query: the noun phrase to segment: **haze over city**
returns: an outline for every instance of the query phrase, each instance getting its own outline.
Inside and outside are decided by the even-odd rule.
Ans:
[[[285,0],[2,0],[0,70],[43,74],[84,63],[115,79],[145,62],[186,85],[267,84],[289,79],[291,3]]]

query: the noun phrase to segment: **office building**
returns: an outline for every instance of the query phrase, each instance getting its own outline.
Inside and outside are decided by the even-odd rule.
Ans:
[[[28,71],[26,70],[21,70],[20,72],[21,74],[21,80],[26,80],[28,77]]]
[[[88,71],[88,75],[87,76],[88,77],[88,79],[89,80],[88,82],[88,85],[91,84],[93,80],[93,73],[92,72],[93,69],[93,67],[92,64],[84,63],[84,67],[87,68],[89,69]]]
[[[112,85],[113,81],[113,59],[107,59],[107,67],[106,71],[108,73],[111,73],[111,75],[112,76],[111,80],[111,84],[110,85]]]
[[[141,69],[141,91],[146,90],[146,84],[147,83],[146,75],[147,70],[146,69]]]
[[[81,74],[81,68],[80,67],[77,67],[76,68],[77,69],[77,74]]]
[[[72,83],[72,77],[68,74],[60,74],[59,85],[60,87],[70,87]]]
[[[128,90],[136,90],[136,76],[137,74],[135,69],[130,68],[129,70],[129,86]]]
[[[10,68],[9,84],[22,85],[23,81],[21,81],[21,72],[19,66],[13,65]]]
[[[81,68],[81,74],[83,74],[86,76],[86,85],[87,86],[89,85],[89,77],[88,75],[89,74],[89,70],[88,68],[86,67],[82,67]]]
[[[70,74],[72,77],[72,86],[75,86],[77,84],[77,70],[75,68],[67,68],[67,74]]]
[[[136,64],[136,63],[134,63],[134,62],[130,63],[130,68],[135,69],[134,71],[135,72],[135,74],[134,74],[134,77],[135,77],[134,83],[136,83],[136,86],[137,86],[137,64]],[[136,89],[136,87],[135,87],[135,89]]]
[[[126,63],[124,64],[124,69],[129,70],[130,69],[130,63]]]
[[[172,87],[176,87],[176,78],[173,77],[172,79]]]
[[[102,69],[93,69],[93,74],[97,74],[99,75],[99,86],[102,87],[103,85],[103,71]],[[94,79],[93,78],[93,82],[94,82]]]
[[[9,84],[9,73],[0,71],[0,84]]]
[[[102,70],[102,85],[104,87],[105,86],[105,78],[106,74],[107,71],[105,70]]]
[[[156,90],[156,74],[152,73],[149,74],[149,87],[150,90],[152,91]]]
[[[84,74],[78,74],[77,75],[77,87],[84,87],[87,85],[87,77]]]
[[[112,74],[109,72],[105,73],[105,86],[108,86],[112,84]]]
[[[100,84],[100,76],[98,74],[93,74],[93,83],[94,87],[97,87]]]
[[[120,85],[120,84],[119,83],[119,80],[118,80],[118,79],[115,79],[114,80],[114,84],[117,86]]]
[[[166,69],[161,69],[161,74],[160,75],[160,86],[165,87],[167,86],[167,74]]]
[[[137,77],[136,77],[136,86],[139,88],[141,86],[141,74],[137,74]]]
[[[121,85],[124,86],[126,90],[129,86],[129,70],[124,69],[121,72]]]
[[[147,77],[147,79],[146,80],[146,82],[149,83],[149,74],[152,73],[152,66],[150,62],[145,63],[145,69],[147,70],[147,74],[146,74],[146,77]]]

DIRECTIVE:
The records above should be repeated in full, exactly as given.

THE RESPONSE:
query: the noun phrase to segment: **haze over city**
returns: an outline for every instance of the query phrase, each instance getting its own outline.
Inside and outside are decided by the even-odd rule.
Ans:
[[[285,0],[2,0],[0,70],[43,74],[84,63],[115,79],[145,62],[186,85],[267,84],[289,79],[291,3]]]

query: the noun phrase to segment: **office building**
returns: an outline for every instance of the query phrase, each instance getting its own outline.
Inside and outside are decided by the even-odd rule.
Ans:
[[[28,71],[26,70],[21,70],[20,72],[21,74],[21,80],[26,80],[28,77]]]
[[[88,71],[88,75],[87,76],[88,77],[88,79],[89,80],[88,82],[88,85],[91,84],[93,80],[93,73],[92,72],[93,69],[93,67],[92,64],[84,63],[84,67],[87,68],[89,69]]]
[[[112,85],[113,81],[113,59],[107,59],[107,67],[106,71],[108,73],[111,73],[111,75],[112,76],[111,80],[111,84],[110,85]]]
[[[141,69],[141,91],[146,90],[146,84],[147,83],[146,75],[147,70],[146,69]]]
[[[81,74],[81,68],[80,67],[77,67],[76,68],[77,69],[77,74]]]
[[[72,83],[72,77],[68,74],[60,74],[59,85],[60,87],[70,87]]]
[[[128,90],[136,90],[136,76],[137,74],[135,69],[130,68],[129,70],[129,86]]]
[[[10,68],[9,84],[22,85],[23,81],[21,81],[21,72],[19,66],[13,65]]]
[[[81,68],[81,74],[83,74],[86,76],[86,85],[87,86],[89,85],[89,77],[88,75],[89,74],[89,70],[88,68],[86,67],[82,67]]]
[[[70,74],[72,77],[72,86],[75,86],[77,84],[77,70],[75,68],[67,68],[67,74]]]
[[[136,64],[136,63],[134,63],[134,62],[130,63],[130,68],[135,69],[134,71],[135,72],[135,74],[134,74],[134,77],[135,77],[134,83],[136,83],[136,86],[137,86],[137,64]],[[136,89],[136,87],[135,87],[135,89]]]
[[[126,63],[124,64],[124,69],[129,70],[130,69],[130,63]]]
[[[172,87],[176,87],[176,78],[173,77],[172,79]]]
[[[102,69],[93,69],[93,74],[97,74],[99,75],[99,86],[102,87],[103,85],[103,71]],[[94,79],[93,78],[93,82],[94,82]]]
[[[9,84],[9,73],[0,71],[0,84]]]
[[[102,70],[102,85],[104,87],[105,86],[105,78],[106,74],[107,71],[105,70]]]
[[[156,90],[156,74],[152,73],[149,74],[149,87],[150,90],[152,91]]]
[[[84,74],[78,74],[77,75],[77,87],[84,87],[87,85],[87,77]]]
[[[112,74],[109,72],[105,73],[105,86],[108,86],[112,84]]]
[[[100,84],[100,76],[98,74],[93,74],[93,83],[94,87],[97,87]]]
[[[120,85],[120,84],[119,83],[119,80],[118,80],[118,79],[115,79],[114,80],[114,84],[117,86]]]
[[[166,69],[161,69],[161,74],[160,75],[160,86],[165,87],[167,86],[167,74]]]
[[[137,77],[136,77],[136,86],[139,88],[141,86],[141,74],[137,74]]]
[[[121,85],[124,86],[126,90],[129,86],[129,70],[124,69],[121,72]]]
[[[147,77],[147,79],[146,80],[146,82],[149,83],[149,74],[152,73],[152,66],[150,62],[145,63],[145,69],[147,70],[147,74],[146,74],[146,77]]]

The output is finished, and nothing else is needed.